■ Goal: Extract each line of the material that follows exactly and omit its pictures.

-*-

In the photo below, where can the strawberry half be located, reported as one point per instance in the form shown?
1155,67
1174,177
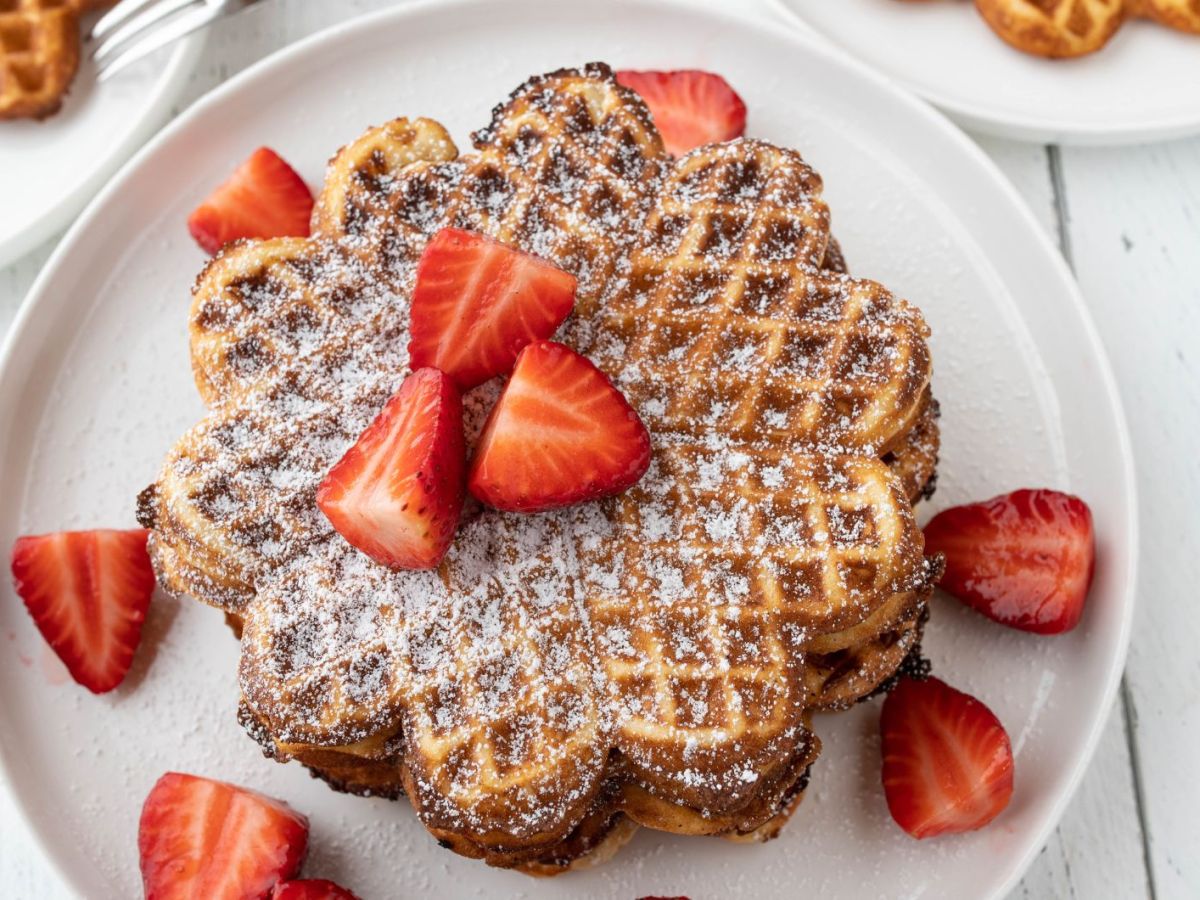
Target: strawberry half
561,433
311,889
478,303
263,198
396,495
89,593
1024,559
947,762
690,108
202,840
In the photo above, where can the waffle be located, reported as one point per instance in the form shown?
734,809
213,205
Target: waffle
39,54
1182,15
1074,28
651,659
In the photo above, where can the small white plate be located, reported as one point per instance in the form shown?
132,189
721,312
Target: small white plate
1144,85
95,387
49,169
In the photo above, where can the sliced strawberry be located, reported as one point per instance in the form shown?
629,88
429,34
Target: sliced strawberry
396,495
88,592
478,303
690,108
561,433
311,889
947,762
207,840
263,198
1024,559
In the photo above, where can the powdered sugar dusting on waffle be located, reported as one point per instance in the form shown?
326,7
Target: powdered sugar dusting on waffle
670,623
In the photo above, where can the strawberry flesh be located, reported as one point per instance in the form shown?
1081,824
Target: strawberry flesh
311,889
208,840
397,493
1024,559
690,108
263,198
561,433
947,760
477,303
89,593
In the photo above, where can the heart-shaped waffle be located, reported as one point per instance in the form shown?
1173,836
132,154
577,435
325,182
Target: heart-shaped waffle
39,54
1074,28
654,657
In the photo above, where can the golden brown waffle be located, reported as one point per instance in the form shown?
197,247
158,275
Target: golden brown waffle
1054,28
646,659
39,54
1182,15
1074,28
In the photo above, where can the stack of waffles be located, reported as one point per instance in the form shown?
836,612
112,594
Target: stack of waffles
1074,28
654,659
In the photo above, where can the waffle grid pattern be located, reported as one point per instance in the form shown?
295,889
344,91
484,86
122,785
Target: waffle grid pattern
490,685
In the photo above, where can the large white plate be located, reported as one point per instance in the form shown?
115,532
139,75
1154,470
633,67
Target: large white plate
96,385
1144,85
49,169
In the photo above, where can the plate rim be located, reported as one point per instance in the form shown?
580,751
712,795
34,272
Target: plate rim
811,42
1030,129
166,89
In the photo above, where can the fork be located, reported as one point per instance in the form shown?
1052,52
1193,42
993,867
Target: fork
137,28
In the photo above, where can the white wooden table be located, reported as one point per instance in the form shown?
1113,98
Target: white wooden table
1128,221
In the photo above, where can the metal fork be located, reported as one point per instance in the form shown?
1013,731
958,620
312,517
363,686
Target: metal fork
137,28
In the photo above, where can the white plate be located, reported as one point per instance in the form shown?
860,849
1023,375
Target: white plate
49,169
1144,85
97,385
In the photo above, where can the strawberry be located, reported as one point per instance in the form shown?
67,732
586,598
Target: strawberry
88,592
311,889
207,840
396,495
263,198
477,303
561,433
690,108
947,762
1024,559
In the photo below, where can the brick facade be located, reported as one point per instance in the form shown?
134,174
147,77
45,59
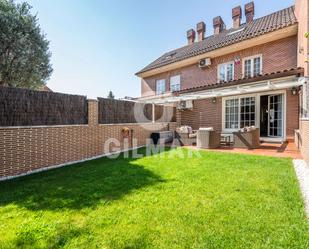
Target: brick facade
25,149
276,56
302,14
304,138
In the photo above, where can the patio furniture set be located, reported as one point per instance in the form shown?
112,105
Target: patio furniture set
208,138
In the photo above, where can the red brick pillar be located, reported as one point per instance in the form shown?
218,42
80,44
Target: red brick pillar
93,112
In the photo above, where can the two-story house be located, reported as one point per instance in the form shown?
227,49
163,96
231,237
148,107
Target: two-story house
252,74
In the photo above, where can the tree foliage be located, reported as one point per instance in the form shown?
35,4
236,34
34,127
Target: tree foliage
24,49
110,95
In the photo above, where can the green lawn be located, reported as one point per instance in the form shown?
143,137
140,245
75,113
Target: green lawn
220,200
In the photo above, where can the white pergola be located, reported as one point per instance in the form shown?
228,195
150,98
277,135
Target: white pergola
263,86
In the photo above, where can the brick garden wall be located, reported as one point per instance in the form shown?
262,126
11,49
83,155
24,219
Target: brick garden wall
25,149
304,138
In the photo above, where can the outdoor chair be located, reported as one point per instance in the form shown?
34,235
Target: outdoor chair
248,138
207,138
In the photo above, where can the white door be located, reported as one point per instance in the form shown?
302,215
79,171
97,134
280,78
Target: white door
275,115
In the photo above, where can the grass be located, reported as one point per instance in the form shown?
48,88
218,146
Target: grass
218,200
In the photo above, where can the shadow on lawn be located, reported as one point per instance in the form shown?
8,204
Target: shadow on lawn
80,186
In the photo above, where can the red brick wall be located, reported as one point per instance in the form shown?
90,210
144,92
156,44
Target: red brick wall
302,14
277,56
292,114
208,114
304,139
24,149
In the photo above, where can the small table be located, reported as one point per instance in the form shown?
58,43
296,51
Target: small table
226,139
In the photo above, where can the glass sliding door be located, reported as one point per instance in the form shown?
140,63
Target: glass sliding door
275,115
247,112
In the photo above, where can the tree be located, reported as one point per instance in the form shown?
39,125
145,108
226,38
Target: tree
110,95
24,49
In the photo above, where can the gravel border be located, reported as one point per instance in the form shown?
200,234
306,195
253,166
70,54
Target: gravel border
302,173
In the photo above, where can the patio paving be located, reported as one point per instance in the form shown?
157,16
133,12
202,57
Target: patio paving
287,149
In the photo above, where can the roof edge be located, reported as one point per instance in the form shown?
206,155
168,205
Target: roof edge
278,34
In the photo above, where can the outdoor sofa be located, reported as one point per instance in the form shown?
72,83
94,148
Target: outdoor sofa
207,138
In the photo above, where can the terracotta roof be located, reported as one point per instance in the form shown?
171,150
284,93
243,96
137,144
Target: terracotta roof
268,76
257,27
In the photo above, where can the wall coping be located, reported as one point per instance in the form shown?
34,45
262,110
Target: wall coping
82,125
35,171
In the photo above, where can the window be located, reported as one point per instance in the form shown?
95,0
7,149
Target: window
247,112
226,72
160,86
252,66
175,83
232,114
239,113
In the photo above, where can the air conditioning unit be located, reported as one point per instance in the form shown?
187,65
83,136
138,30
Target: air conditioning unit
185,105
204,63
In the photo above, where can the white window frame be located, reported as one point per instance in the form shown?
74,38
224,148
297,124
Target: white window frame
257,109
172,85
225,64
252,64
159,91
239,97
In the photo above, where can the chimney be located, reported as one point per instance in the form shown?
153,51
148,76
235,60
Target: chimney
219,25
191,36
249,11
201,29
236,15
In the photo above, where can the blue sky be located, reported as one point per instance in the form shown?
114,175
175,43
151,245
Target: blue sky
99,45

-*-

■ Solution:
In the photo below, where can the strawberry half be located, reported as one point per instance in the form shown?
1155,67
1174,177
Target: strawberry half
561,433
311,889
478,303
263,198
396,495
89,593
1024,559
947,762
690,108
202,840
In the photo above, where can the waffle be located, reported as one point per instance in the form shown?
734,809
213,205
Target: waffle
39,54
1182,15
1074,28
651,659
In the photo above, where can the small white plate be located, reported as one point per instance in the form shown?
132,189
721,312
Target: small white plate
1144,85
95,387
49,169
In the photo above, where can the sliced strawberry be located, reported as one point per instance in the form shown?
629,88
429,34
Target: sliced strawberry
396,495
88,592
478,303
690,108
561,433
311,889
947,762
207,840
263,198
1024,559
In the photo above, where can the powdered sugar dusting on waffle be located, reported as one point per instance in the form shown?
326,7
Target: powdered sugar dusting on waffle
670,623
In the photo above, where can the strawberry flesh be located, reported as one point per instance in the form shown?
1081,824
Target: strawberry flesh
311,889
208,840
397,493
1024,559
690,108
263,198
561,433
947,760
477,303
89,593
In the photo above, where can the heart-shaped waffle be located, reported as one point per instance in the form shown?
1173,836
132,154
577,435
325,182
Target: heart-shaped waffle
39,54
1074,28
654,657
In the photo above, where can the golden brown waffle be located, reported as one point per instance in the form shown?
197,247
158,275
Target: golden brown waffle
1054,28
646,659
39,54
1182,15
1074,28
In the photo above, where can the stack of waffles be located, reported as one point per instance in the form shown?
836,612
112,594
Target: stack of waffles
1074,28
654,659
In the photo above, where can the waffle grid pattern be located, reported as one point per instance in the form shown?
295,889
344,91
484,86
122,785
Target: waffle grid pattern
490,685
In the photo above, where can the large white plate be located, reported as one point per instance in the form shown?
115,532
139,75
1154,470
633,67
Target: large white plate
96,385
1144,85
49,169
In the photo above, where can the plate rim be located, reported as one point per instance in the form shown?
580,751
712,795
34,272
Target: plate rim
811,42
1030,129
166,89
In the photo above, where can the fork be located, reported as one point per instance in the form shown?
1052,52
1193,42
993,867
Target: fork
137,28
In the photo above, where can the white wooden table be located, reported as one point per instance in the form shown?
1113,98
Target: white wooden table
1128,221
In the photo above, where can the metal fork be located, reported as one point per instance in the form shown?
1013,731
958,620
312,517
363,686
Target: metal fork
137,28
In the photo above, where can the white plate be located, reported as one point per instance in the form shown?
860,849
1023,375
Target: white plate
49,169
1144,85
97,385
In the photo above, where can the strawberry be located, reported as one point per instance in the form shown?
67,732
586,598
Target: strawberry
88,592
311,889
207,840
396,495
263,198
477,303
561,433
690,108
947,762
1024,559
In the photo below, where can the brick facade be located, reported as one point per instance in the form shown?
134,174
147,77
45,59
Target: brick facade
25,149
276,56
302,14
304,138
In the photo above, where can the patio furniture set be located, reported as one point per instance in the form shown?
112,105
Target: patio furniture set
208,138
In the photo above, where can the red brick pillar be located, reported as one point per instance in the form shown?
218,42
80,44
Target: red brick pillar
93,112
In the photo above, where can the two-story house be located, reported as one point per instance in the form shown?
227,49
163,96
231,237
148,107
Target: two-story house
252,74
In the photo above, where can the tree foliage be located, reported as one point per instance in the form shown?
35,4
236,34
34,127
Target: tree foliage
24,49
110,95
In the photo above, where can the green lawn be located, reported as one point per instance in the form shown?
143,137
140,245
75,113
Target: green lawn
220,200
In the photo above, where can the white pergola be located, reported as one point per instance in the form shown?
228,195
150,98
277,135
Target: white pergola
263,86
In the photo above, where can the brick garden wall be located, reported as one point per instance in the form shown?
262,126
11,49
83,155
24,219
Target: brick garden wall
25,149
304,138
In the photo above, where can the outdoor chair be located, reported as one point per instance in the form shown?
34,235
Target: outdoor chair
248,138
207,138
In the photo above, where can the white door be located, reported as one point per instance in the form shown?
302,215
79,171
97,134
280,78
Target: white door
275,115
In the photo above, where can the grass be located, reported as one point per instance in the form shown?
48,88
218,146
Target: grass
218,200
In the photo above, where can the shadow on lawn be located, reported as one point per instance in the form shown?
8,204
Target: shadow on lawn
80,186
In the photo above, where can the red brick wall be located, reported as one point per instance in the form shown?
90,210
144,92
156,44
Target: red brick wall
302,14
277,56
292,114
208,114
304,139
24,149
In the photo above, where can the small table be located, reported as one point per instance in the form shown?
58,43
296,51
Target: small table
226,139
In the photo above, where can the glass sliding door be located, reported as one point per instance in the form shown?
140,63
Target: glass sliding door
275,115
247,112
In the photo above, where can the tree be located, reported as one point per instance in the form shown?
39,125
145,108
226,38
Target: tree
110,95
24,49
In the photo above, where can the gravel border be located, reported as one point per instance in the form shown?
200,234
306,195
253,166
70,54
Target: gravel border
302,173
In the photo above, where can the patio paving be located, reported as one point per instance in the form shown?
157,16
133,12
202,57
Target: patio paving
287,149
In the photo above, where can the roof edge be located, reported as one point per instance in the form shown?
206,155
168,205
Target: roof edge
278,34
In the photo above, where can the outdoor sofa be located, reported as one point per instance in the form shown?
72,83
94,148
Target: outdoor sofa
207,138
In the photo above, where can the terracotta roof be located, reported as one point per instance in the form shown?
171,150
284,93
243,96
137,144
Target: terracotta roof
268,76
257,27
In the photo above, where can the wall coping be located, reported as one point per instance in the form shown?
34,45
262,110
Target: wall coping
82,125
35,171
In the photo above, where can the window be located, reported as one point per instance in the form shown?
95,0
7,149
Target: window
247,112
226,72
160,86
252,66
175,83
232,114
239,113
In the photo above, where can the air conditioning unit be located, reported as one point per instance in the form shown?
187,65
83,136
138,30
Target: air conditioning unit
185,105
204,63
In the photo above, where can the white window frame be located, reported as one point per instance in the form shown?
74,38
224,148
297,124
Target: white window frame
257,109
172,85
225,64
252,64
159,91
239,97
In the photo above, where can the chimney be located, reported as one point per instance in the form shown?
153,51
148,76
235,60
Target: chimney
219,25
191,36
249,11
201,29
236,15
In the photo above, where can the blue sky be located, reported as one point per instance in the form shown?
114,175
175,43
151,245
Target: blue sky
99,45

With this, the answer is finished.